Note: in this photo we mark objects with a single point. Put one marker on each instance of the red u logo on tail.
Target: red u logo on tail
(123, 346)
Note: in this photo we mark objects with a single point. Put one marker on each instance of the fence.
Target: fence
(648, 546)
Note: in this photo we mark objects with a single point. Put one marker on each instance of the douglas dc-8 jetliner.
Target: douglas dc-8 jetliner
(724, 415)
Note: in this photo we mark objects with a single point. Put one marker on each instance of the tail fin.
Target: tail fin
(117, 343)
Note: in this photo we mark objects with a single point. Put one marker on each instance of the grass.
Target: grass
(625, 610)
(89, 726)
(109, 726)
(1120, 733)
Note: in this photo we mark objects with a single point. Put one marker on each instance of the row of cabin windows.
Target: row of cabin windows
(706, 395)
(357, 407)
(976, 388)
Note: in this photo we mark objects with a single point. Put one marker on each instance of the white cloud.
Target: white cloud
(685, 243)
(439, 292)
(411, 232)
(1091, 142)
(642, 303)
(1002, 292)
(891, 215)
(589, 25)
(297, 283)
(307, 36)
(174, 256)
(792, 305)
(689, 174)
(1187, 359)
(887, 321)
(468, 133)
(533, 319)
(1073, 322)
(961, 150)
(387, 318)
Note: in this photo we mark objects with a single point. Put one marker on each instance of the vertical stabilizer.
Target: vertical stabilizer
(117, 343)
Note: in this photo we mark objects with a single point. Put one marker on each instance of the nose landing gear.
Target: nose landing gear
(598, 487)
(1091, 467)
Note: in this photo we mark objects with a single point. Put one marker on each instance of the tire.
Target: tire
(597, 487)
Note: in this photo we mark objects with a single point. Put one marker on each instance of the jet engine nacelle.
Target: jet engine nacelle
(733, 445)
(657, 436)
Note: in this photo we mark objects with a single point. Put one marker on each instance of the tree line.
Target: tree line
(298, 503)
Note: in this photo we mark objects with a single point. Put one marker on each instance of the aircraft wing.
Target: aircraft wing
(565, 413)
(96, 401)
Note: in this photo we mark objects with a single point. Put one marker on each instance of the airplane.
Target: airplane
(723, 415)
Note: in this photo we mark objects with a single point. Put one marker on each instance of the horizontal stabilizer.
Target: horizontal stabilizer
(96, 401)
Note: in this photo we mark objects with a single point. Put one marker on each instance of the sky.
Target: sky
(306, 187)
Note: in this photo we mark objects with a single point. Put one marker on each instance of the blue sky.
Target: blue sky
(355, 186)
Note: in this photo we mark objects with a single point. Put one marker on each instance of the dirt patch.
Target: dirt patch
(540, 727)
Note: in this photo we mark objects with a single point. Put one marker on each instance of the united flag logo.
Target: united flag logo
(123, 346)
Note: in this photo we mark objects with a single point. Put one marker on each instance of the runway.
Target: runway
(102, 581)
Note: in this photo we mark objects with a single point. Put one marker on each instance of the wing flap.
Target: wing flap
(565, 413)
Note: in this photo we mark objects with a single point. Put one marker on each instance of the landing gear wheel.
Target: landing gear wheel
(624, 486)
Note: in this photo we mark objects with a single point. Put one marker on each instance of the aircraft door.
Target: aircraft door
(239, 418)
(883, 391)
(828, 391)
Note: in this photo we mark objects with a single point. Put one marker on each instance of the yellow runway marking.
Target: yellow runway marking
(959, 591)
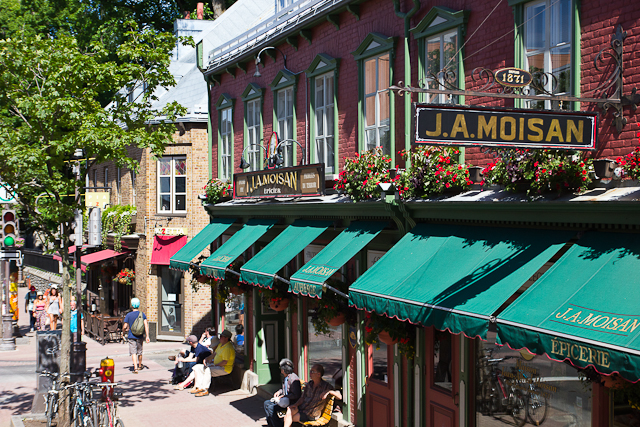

> _PROMPT_
Please retype all the entries word for word, omitting the pictures.

> _OUTPUT_
Note: in this photo we mark objects with a single point. Put one marker on each instance of the red u logo on tail.
Target: red u logo on tail
(123, 346)
Note: in this photo we mark objects with a single point. Put one marker on each instance of the fence.
Target: fence
(648, 546)
Note: in this photo we mark objects with a single point. Put one marker on each instance of the douglas dc-8 jetliner.
Target: douglas dc-8 jetliner
(724, 415)
Note: in this photo we mark objects with a single point. Put one marker on each instance of the tail fin.
Target: tail fin
(117, 343)
Note: in this photo we mark objects with a single point. Put one marker on each instance of the grass.
Target: grass
(625, 610)
(89, 726)
(109, 726)
(1120, 733)
Note: in this photo we mark objects with a single point. Put one marker on each instance of the row of cabin windows.
Target: row of cabin windows
(706, 395)
(357, 407)
(976, 388)
Note: in this photo we mark objects with a single point. Put one marker on each instance of the white cloud.
Target: white cloud
(685, 243)
(439, 292)
(411, 232)
(1091, 142)
(642, 303)
(1002, 292)
(891, 215)
(589, 25)
(297, 283)
(307, 36)
(174, 256)
(792, 305)
(689, 174)
(1187, 359)
(887, 321)
(468, 133)
(533, 319)
(1073, 322)
(961, 150)
(387, 318)
Note: in this photo we mark objects with a single point. Put one marker on each instance of the vertical stabilizer.
Target: vertical stabilizer
(117, 343)
Note: in this photo we mark objects with a single point. Put one marker on each instance of the nose landing gear.
Target: nose landing gear
(598, 487)
(1091, 467)
Note: in this photo we mark objects with a single point. Put one marker on each instance of the tire.
Target: tire
(597, 487)
Note: in this photo we mark objects with a single point. Put one marker on each instance of the jet engine nacelle.
Target: jet engine nacelle
(733, 445)
(657, 436)
Note: in this photo we mark objects with a single point. Put one marker on each instance of the tree line.
Target: tree line
(298, 503)
Note: in this photo we mark objects with a single point. Put one marker on each instance of the aircraft wing.
Target: aircraft wing
(565, 413)
(96, 401)
Note: in this photo we mark objects with a single point. Put one marker on each instance of the airplane.
Target: airplane
(723, 415)
Note: in this photo we mark objects with a single point. Put one marker on each instance of the horizontal stabilizer.
Target: horizontal stabilizer
(96, 401)
Note: in this photo we mark objects with a single point. Put one marker on each instance of the sky.
Target: sky
(306, 187)
Note: in this photo we mark objects with a single point. Put one marker on each instance of the blue sky.
Target: blue sky
(355, 186)
Note: in this photo we mark objects with a single point. Put one marker on each instance of the dirt patch.
Target: dirt patch
(540, 727)
Note: in this photo we mark objects with a single point. Put one marker on each instance of the united flag logo.
Target: united flag logo
(123, 346)
Note: in this photo we mark objects with a single point. Put one marker on each instance of the runway.
Target: runway
(102, 581)
Note: in this photo we mark objects with a single point. Put one marker on each instance of the wing flap.
Target: wing flap
(565, 413)
Note: in this photo we mark objects with a single point. Put one marker on each instance of the landing gear wheel.
Target: landing gear wheel
(624, 486)
Note: in this photo we mark objects with a single point. Put one marker on each instance of the aircraft door.
Target: aircraft door
(239, 418)
(883, 391)
(828, 391)
Note: in this photo we mark objects with a single point. Put one marker on each instance of the yellow runway marking.
Target: yellow runway marking
(959, 591)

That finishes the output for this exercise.